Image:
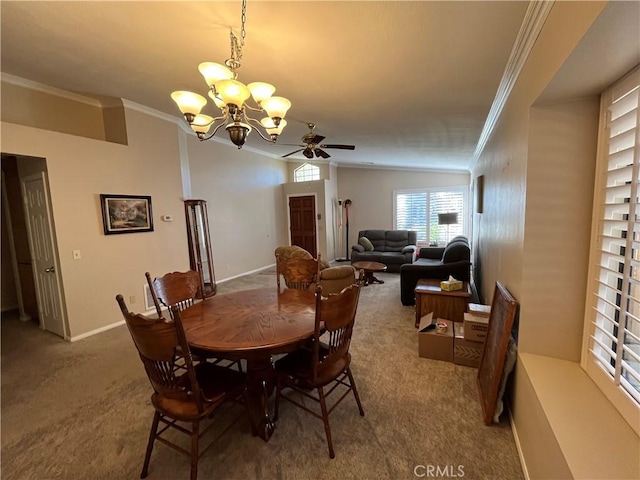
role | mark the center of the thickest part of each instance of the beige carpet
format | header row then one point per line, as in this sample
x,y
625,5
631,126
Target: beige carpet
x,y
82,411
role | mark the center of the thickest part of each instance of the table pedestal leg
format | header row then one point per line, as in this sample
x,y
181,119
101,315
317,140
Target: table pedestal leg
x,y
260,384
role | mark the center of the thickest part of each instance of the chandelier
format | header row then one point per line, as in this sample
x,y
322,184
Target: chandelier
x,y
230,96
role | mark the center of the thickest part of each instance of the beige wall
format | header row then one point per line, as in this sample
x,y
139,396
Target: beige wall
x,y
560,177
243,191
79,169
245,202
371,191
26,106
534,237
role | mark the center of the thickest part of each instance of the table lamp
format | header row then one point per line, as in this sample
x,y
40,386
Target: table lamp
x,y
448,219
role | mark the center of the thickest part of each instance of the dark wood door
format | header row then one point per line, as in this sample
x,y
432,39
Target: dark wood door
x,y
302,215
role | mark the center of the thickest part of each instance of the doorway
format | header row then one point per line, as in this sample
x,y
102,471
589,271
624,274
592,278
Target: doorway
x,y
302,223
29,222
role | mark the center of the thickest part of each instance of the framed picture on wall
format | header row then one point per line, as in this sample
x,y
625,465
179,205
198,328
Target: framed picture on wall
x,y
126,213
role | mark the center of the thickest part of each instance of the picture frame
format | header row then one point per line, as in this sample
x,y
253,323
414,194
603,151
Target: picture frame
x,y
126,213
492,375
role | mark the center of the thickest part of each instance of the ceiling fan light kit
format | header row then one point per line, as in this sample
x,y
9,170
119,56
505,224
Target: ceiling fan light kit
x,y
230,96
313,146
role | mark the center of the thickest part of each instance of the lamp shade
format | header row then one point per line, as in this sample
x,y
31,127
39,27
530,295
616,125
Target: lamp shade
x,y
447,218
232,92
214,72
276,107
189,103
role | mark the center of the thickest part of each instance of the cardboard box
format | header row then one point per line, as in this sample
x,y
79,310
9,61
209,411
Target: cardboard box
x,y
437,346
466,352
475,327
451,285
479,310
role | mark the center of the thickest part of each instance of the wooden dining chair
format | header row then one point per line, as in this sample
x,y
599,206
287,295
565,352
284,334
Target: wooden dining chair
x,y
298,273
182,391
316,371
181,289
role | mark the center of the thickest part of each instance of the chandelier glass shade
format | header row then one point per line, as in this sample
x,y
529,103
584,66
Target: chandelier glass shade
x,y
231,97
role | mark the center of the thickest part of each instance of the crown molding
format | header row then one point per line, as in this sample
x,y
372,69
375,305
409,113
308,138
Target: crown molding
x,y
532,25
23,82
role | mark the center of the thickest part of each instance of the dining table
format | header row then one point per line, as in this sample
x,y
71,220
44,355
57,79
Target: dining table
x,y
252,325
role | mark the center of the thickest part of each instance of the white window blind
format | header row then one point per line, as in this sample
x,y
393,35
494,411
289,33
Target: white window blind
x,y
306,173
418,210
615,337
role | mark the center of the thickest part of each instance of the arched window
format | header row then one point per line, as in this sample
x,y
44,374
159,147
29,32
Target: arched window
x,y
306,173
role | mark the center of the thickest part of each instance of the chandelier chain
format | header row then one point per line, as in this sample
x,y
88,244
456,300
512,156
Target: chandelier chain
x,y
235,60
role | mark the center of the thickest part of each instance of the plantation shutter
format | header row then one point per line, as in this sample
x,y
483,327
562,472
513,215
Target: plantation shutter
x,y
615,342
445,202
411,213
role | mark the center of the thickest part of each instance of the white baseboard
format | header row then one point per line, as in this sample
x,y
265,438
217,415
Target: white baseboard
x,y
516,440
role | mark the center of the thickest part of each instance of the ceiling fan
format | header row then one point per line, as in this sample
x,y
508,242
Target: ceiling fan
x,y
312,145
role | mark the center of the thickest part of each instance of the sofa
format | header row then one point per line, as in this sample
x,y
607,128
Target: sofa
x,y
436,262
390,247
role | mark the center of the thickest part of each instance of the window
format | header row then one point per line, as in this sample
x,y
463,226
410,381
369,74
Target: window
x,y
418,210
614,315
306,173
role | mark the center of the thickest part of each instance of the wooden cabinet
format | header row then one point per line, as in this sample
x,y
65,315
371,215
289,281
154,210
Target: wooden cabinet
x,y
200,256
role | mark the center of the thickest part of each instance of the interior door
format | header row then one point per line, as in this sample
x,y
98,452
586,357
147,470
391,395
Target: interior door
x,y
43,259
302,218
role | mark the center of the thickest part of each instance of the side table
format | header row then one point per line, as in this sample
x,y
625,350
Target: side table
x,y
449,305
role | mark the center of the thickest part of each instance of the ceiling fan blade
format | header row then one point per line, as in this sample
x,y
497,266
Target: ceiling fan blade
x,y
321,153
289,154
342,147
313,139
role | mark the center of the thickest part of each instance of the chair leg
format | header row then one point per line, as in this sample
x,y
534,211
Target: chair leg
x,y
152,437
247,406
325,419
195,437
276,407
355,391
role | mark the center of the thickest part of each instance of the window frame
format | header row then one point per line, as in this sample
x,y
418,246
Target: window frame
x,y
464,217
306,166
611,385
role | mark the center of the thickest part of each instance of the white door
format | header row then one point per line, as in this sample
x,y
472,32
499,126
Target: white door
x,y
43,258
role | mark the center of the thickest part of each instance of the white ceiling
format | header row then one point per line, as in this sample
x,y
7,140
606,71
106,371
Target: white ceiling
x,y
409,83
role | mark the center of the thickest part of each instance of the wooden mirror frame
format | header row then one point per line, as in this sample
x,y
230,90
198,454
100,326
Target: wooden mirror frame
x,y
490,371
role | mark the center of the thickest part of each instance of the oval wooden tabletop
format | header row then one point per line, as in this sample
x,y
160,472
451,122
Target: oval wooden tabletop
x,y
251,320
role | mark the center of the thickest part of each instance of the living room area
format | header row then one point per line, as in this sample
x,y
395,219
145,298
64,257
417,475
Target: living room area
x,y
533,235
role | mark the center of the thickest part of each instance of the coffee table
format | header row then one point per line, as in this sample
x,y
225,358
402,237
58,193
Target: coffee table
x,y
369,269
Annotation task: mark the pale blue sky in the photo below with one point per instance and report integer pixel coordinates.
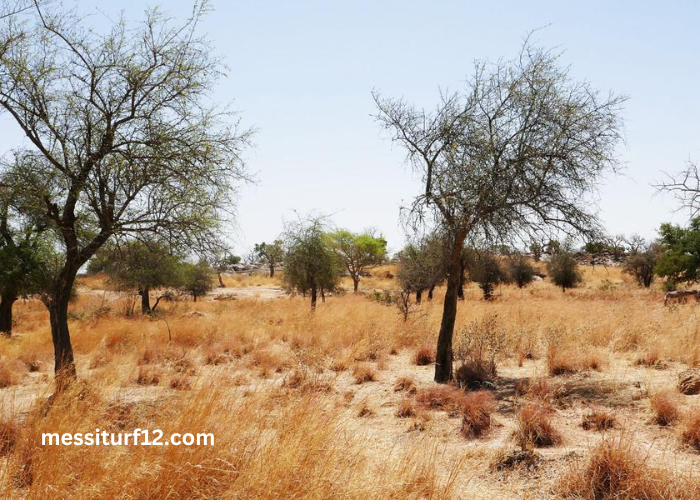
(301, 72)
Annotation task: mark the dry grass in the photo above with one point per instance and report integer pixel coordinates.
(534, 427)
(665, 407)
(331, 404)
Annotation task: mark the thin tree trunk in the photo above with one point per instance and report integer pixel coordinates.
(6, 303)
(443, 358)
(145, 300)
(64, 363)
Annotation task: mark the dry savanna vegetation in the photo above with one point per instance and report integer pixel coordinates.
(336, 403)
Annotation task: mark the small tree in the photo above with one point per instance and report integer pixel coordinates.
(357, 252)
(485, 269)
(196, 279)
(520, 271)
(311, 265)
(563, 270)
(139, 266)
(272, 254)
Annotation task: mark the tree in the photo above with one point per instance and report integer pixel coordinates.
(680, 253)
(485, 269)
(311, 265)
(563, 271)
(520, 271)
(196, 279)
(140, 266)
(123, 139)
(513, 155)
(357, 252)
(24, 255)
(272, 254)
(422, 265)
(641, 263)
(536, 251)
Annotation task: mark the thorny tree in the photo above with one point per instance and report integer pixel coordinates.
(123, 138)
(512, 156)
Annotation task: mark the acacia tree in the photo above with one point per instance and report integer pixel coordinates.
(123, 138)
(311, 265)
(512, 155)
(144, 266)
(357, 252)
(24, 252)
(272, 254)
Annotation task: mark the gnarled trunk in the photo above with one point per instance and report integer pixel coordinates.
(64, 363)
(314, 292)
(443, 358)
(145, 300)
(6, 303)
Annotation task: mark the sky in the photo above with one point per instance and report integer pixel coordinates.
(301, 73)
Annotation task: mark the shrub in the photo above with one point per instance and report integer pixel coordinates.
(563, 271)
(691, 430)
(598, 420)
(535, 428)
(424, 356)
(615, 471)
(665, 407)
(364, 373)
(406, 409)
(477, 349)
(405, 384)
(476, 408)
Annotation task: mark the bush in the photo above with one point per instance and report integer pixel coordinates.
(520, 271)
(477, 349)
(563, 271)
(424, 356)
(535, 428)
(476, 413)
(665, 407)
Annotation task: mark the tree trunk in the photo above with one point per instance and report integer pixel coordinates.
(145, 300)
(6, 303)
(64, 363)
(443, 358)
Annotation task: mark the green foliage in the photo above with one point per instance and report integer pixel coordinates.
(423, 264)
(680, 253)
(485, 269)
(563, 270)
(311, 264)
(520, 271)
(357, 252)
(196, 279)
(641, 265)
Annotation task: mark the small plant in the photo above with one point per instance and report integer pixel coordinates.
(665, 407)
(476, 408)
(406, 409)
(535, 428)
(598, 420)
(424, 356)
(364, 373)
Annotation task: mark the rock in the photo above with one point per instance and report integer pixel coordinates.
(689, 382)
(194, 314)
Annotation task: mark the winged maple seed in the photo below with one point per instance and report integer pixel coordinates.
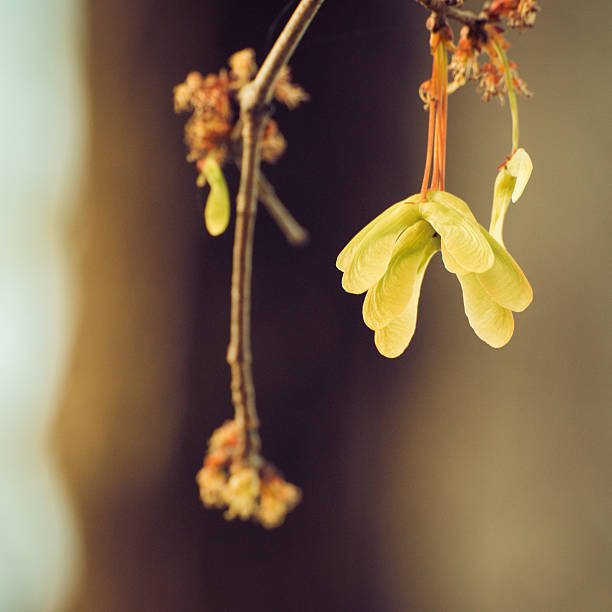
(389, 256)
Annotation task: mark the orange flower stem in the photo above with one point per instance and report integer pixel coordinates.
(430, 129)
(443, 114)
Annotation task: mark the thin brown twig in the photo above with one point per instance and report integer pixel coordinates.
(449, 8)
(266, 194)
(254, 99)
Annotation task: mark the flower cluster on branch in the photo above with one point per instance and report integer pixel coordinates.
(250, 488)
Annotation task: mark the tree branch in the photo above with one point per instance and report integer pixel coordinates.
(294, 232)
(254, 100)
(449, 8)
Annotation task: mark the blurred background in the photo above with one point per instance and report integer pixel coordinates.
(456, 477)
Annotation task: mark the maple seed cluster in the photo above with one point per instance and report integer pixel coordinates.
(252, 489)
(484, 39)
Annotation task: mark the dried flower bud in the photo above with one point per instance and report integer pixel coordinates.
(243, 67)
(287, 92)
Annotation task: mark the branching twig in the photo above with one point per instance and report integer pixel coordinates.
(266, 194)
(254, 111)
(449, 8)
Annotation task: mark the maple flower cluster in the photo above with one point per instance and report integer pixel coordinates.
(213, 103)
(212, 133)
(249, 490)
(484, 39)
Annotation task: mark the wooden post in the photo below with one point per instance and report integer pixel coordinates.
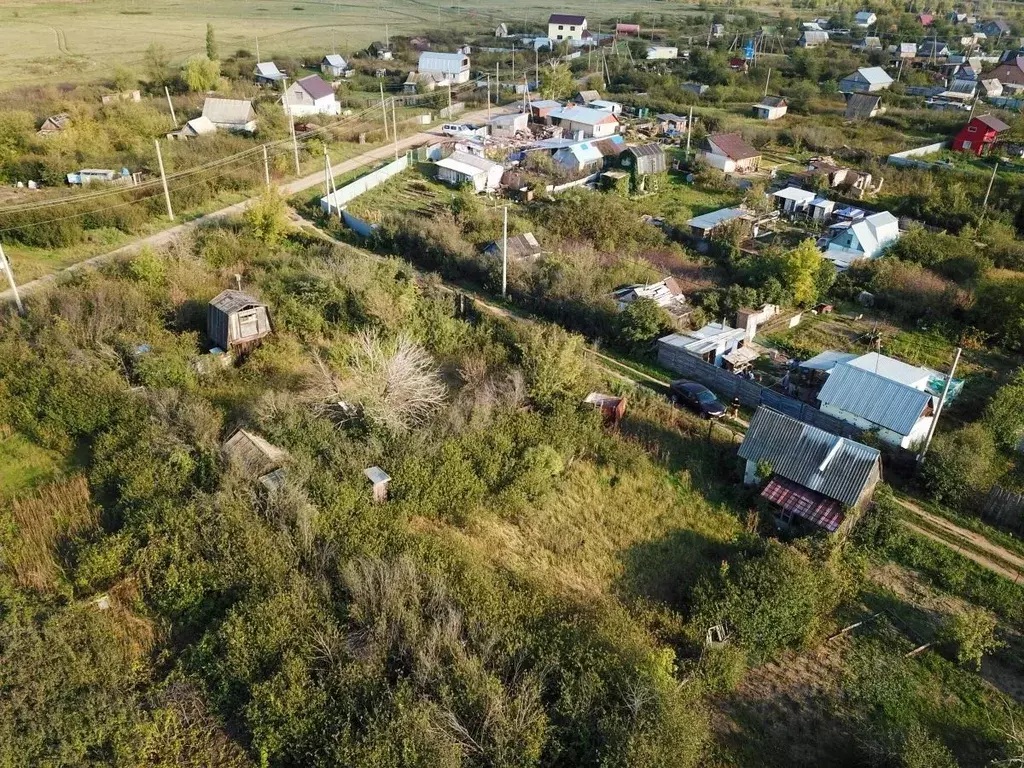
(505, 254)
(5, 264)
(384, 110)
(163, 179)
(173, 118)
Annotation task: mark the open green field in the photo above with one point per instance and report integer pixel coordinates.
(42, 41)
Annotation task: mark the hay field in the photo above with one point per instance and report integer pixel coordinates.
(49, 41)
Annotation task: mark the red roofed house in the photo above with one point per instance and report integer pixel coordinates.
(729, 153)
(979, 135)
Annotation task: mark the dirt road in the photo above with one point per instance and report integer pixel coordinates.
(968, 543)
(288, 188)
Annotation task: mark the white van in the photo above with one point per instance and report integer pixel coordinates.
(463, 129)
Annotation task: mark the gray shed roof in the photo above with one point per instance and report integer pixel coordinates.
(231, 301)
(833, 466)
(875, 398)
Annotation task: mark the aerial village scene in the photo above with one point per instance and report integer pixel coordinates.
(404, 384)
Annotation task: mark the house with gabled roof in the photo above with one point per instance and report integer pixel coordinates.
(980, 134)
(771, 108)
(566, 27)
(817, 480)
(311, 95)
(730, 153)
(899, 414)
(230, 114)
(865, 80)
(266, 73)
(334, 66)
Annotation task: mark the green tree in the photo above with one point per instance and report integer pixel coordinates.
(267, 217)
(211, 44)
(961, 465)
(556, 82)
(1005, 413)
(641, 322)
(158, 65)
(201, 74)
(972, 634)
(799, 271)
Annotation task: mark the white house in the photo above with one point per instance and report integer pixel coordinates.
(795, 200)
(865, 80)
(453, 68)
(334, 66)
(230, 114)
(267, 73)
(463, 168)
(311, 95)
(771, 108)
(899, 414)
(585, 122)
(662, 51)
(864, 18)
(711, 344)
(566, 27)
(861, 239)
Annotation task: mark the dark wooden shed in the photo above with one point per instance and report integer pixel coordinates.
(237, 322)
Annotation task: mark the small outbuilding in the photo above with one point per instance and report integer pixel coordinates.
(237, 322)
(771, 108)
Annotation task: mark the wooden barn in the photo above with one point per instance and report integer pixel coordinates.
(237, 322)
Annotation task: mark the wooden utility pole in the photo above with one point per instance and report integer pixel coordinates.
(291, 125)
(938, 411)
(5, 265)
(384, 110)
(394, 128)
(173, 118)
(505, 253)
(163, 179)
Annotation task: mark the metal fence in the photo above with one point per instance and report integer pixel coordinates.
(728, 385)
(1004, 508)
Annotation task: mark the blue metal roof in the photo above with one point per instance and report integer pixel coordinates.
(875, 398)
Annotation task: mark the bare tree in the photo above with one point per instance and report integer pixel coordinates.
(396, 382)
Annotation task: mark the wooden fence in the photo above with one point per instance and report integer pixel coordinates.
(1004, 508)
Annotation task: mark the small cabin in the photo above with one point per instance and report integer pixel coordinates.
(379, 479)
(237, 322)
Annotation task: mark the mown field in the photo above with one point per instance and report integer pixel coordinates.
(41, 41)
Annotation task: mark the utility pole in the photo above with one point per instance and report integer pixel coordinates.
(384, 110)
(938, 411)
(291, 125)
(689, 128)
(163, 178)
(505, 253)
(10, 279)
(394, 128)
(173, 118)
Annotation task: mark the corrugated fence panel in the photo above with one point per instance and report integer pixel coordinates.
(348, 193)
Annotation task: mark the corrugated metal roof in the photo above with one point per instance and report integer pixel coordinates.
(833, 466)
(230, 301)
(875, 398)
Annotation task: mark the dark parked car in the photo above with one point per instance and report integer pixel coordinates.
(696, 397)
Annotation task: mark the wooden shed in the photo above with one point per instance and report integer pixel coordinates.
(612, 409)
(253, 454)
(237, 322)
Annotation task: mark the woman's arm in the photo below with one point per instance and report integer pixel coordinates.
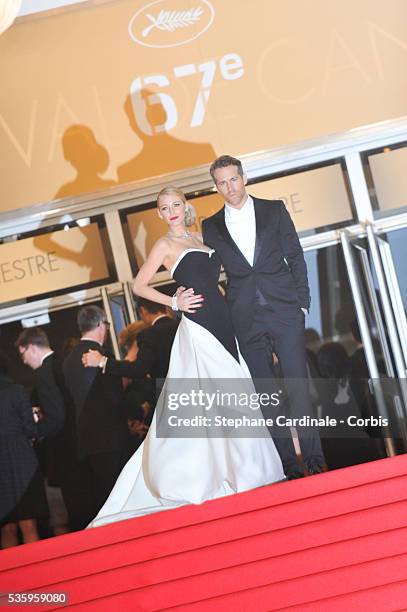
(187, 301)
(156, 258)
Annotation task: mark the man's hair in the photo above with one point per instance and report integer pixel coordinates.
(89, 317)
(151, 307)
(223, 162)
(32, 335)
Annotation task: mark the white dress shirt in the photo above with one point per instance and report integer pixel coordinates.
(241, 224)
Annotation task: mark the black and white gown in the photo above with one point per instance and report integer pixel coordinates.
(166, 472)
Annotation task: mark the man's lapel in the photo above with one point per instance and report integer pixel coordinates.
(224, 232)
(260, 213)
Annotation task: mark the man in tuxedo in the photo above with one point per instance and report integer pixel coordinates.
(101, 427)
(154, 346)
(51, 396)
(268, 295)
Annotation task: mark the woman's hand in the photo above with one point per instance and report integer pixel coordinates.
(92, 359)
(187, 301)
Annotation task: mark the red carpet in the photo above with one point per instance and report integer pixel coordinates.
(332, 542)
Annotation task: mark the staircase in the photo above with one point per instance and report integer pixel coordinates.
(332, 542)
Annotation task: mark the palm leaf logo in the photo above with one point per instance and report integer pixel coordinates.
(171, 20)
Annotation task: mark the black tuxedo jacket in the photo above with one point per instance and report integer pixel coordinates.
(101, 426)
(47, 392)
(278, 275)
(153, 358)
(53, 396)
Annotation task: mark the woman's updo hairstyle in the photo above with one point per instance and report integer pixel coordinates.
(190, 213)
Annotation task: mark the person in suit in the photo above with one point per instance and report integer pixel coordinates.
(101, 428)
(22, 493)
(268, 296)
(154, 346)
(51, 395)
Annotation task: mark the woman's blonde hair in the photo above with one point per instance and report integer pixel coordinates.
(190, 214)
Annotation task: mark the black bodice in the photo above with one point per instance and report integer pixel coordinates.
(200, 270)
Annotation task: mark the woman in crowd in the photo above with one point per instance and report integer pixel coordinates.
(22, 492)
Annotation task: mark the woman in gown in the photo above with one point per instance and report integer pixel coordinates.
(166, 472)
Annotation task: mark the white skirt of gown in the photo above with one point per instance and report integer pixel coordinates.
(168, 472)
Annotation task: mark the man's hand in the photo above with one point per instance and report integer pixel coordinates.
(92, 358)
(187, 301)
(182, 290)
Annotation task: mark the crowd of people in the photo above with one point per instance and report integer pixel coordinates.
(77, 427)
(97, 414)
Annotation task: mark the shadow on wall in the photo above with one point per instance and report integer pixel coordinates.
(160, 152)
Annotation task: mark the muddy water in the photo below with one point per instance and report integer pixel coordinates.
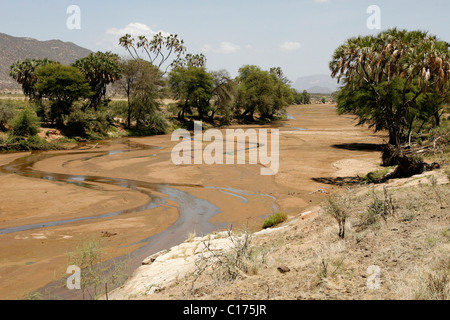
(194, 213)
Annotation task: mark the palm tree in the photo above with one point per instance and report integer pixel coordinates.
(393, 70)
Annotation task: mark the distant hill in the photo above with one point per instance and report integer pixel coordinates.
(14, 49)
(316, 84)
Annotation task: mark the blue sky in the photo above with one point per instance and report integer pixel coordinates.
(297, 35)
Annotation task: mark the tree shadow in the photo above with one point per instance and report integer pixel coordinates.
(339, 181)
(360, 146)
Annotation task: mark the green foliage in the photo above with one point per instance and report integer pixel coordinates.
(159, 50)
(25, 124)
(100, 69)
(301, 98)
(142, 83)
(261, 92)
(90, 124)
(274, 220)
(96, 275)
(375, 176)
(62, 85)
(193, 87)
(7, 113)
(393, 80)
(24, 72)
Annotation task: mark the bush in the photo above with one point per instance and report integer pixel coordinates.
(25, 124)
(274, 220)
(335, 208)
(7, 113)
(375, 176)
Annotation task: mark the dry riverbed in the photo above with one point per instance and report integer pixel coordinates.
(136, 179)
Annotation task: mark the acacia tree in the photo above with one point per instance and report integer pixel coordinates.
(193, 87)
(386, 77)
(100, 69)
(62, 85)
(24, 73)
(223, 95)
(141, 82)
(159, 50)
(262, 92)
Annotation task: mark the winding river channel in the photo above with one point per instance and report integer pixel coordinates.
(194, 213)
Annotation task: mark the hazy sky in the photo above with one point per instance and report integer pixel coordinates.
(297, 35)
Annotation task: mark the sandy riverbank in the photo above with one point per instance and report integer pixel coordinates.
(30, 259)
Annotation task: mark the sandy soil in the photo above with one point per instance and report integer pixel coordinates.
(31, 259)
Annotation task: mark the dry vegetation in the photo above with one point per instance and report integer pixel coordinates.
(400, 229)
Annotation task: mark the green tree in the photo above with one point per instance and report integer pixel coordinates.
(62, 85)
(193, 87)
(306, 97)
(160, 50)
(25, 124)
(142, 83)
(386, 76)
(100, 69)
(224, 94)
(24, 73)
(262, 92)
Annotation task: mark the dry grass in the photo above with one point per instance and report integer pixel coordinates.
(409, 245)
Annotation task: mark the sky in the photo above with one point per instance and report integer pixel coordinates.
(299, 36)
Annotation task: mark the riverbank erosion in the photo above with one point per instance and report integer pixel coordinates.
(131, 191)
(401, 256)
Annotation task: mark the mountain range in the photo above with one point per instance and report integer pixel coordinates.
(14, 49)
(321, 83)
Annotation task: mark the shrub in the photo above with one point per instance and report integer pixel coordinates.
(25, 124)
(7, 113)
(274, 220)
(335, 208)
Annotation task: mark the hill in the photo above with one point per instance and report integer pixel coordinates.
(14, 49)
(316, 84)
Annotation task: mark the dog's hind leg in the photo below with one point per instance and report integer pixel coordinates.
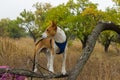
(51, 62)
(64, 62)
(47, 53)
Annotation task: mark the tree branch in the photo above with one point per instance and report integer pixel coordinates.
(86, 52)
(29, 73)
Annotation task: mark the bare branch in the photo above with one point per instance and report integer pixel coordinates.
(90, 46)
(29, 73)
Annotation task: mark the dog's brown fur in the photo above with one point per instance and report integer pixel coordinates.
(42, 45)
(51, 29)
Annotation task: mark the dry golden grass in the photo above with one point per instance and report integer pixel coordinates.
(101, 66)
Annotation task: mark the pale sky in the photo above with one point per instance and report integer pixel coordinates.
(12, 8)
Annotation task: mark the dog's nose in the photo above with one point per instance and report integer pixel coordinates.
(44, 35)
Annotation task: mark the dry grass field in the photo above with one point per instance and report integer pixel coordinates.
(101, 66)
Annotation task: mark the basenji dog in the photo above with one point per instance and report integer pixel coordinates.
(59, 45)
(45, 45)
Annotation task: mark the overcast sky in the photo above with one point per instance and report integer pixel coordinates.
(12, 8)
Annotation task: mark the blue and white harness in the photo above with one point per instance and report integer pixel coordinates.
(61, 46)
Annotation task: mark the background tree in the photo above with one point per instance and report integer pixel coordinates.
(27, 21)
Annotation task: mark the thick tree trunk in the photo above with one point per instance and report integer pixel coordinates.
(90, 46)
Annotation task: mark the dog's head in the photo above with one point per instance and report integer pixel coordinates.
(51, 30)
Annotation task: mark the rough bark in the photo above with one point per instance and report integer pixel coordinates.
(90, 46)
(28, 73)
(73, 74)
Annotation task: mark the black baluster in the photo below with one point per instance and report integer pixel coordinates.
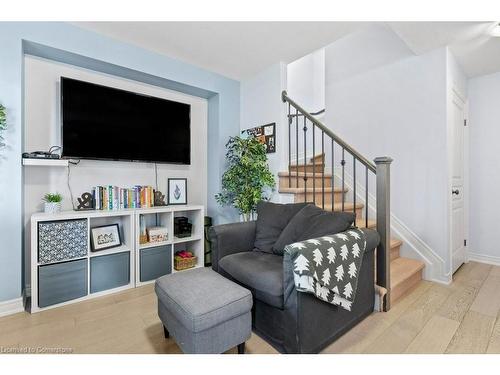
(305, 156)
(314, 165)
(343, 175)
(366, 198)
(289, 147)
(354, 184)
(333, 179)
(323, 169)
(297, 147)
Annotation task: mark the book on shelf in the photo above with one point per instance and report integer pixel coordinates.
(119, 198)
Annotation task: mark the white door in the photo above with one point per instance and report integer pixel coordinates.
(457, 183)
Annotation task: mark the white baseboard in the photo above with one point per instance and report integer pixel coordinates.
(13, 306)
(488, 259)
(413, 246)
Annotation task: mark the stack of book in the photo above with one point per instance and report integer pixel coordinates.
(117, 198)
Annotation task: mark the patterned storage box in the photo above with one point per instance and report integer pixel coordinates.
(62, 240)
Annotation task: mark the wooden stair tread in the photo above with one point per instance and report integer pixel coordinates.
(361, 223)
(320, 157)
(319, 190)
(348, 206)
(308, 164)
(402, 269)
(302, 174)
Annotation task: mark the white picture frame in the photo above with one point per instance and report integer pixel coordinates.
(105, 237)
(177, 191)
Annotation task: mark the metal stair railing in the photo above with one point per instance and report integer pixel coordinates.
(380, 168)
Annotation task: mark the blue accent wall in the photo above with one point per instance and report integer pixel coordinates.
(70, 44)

========================

→ **Stated problem**: Only the lines from the one containing "Annotation task: mark the black baluster" through the end of the listing are to be quoted, exactly and with both ends included; pictures are left out.

→ **Response to the task**:
Annotation task: mark the black baluster in the photo below with one point per instance and report integer pixel coordinates.
(305, 156)
(314, 165)
(343, 175)
(366, 198)
(289, 147)
(354, 184)
(333, 179)
(323, 169)
(297, 147)
Annotation task: mark the book on shelf in the photo above with one point per instance and report integer pixel coordinates.
(119, 198)
Annotation task: mark the white door in the photo above with one point per instance and report integer pixel coordinates.
(457, 183)
Annotation task: mark the white baseboard in the photo above with one point per instance and report integer pixel coordinates.
(13, 306)
(488, 259)
(413, 246)
Annotation task: mark the stack of book in the photo above with one point per instance and report integer pixel coordinates.
(117, 198)
Annotation task: mark the patterned storage box in the photo above with one point per instance and report integer pixel coordinates.
(62, 240)
Annotation task: mark the wooden stair tread in the photo above with one point per instance and report integer pixel coordinates.
(361, 223)
(320, 157)
(319, 190)
(348, 206)
(308, 164)
(402, 269)
(302, 174)
Annotation task: mark the white picture frame in the photo above with one point per instance and report integer pixel coordinates.
(105, 237)
(177, 191)
Annotation task: mark the metal stair railing in the photo above with one point per instance and report integer pixel coordinates.
(380, 168)
Annotation task: mark the blue accent wall in the photo above with one point per instance and report integer pixel coordinates.
(70, 44)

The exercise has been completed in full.